- **READING TEXT**

# I need help to decifer a band on a lost bird



## twithane

I need some help from someone. I have found a pigeon, it is beautiful (i call it a designer pigeon) it is not afraid of people and is fairly comfortable with handling.
I rescued it from some children trying to hurt it (it wasn't). It has a band, the
#'s on the band are 36-AM-7-NPA-03. I've decided to foster it. It really has no urge to fly even though it can.
I've called a few people locally for some answers on feeding and housing but no one can answer my question on the band.


----------



## TAWhatley

Hello and welcome to pigeons.com. The bird you have is wearing a band from the National Pigeon Association (NPA). You would need to e-mail [email protected] and ask him to e-mail you the person to contact to locate the owner. Just FYI .. the 03 indicates a hatchyear of 2003, the AM is the code of the club where the bird is registered, the 36 is the number of this specific bird, and the 7 indicates the size of the band .. I believe size 7 is a roller band but am not sure of that (roller being a breed of pigeon that "rolls" in the air when it flies).

When you e-mail James at NPA, please list the band information as follows:

NPA 03 AM 36 and note that there is also a 7 on the band.

Please let us know how it goes in finding the owner, and thank you so much for helping this lovely pigeon!

Terry


----------



## twithane

*Thank you Terry*

I just wanted to thank you for your help in decifering the band on the pigeon I found. I went through James and then he gave me the phone # to Foy's pigeon supply.

Foy's did some research & gave me the phone #and city of the owner . I live in Tucson. Foy's is in Penn. The owner lives about 45 miles away from me. He is actually the very first person I spoke with about the bird before I searched the internet and found you. I put in a lost and found report with the humane society
of Tucson a few hours after I found the bird and the owners phone # is who they refered me to and the first person I called. So, surprise, surprise when I called him on Monday and told him it was his bird.

So, Walter ( the pigeon) is going home tomorrow. 

Very happy, funny story. Thank you very very much.

Tracey


----------



## TAWhatley

You are very welcome! Thanks for letting us know the outcome and for helping this bird.

Terry


----------



## Whitefeather

I have found a pigeon, it is beautiful *(i call it a designer pigeon)*.

Hello Tracey & Welcome to pigeons.com.
I love your description of the pigeon you found. So glad everything worked out. 

I just live up the road from you in Mesa. If I can be of assistance in the future, please feel free to contact me.

Cindy


----------

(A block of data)
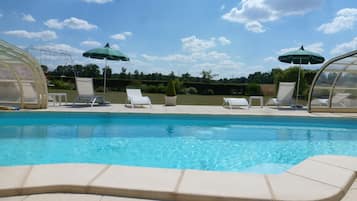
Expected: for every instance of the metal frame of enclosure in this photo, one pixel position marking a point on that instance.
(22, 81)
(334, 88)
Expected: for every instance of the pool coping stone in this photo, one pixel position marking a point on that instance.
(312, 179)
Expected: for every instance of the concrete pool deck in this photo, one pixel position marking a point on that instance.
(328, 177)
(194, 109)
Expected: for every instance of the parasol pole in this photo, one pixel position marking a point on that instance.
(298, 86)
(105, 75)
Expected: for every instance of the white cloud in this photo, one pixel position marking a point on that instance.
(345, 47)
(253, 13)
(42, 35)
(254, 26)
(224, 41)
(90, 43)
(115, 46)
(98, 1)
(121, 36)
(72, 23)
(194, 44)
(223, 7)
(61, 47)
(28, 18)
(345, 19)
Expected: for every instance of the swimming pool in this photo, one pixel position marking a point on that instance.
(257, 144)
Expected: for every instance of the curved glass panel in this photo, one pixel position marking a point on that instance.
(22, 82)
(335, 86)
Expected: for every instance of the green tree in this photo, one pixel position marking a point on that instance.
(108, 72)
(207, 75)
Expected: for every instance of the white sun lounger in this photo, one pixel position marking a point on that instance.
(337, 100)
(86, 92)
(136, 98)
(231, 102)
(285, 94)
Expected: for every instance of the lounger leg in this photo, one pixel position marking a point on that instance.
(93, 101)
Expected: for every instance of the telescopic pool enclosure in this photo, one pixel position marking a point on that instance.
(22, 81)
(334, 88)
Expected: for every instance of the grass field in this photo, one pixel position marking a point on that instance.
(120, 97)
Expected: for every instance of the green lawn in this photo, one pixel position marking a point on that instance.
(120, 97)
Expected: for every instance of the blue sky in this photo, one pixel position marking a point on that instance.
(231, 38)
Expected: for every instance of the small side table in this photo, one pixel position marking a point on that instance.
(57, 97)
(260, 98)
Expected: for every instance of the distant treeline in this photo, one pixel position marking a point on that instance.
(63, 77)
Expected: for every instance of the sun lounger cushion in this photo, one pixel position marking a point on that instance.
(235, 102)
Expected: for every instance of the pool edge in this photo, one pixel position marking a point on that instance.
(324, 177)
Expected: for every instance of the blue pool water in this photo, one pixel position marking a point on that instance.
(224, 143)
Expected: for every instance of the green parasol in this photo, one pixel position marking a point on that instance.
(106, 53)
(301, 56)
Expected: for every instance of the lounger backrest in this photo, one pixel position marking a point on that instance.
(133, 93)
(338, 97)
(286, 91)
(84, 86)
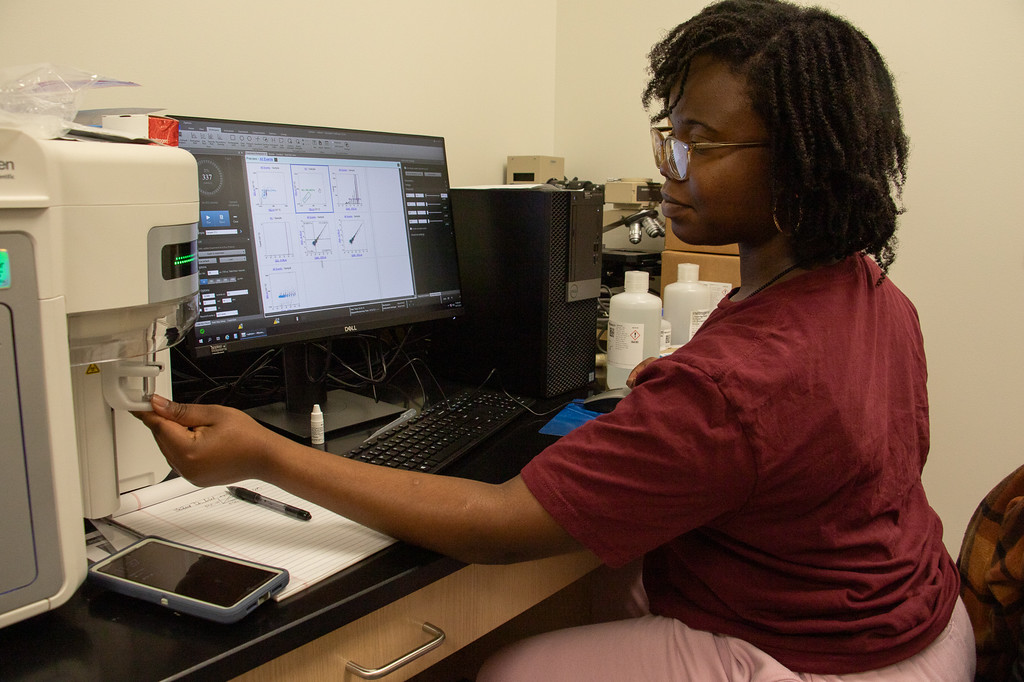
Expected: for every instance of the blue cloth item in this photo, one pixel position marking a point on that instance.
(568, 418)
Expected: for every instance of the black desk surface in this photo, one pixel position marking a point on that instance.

- **REQUESTS**
• A. Answer the following questions about the forum thread:
(i) What hatch year does the "03" on the band indicate?
(ii) About how far from Tracey does the owner of the pigeon live?
(iii) In what city does Cindy live?
• B. List each part of the band number 36-AM-7-NPA-03 along with the meaning the forum thread gives for it.
• C. Reproduce the stretch of the forum thread from "You are very" through "a designer pigeon)*.".

- **SOLUTION SET**
• A.
(i) 2003
(ii) About 45 miles
(iii) Mesa

• B.
- 36: the number of this specific bird
- AM: the code of the club where the bird is registered
- 7: the size of the band
- NPA: National Pigeon Association
- 03: a hatch year of 2003

• C.
You are very welcome! Thanks for letting us know the outcome and for helping this bird.

Terry


----------



## Whitefeather

I have found a pigeon, it is beautiful *(i call it a designer pigeon)*.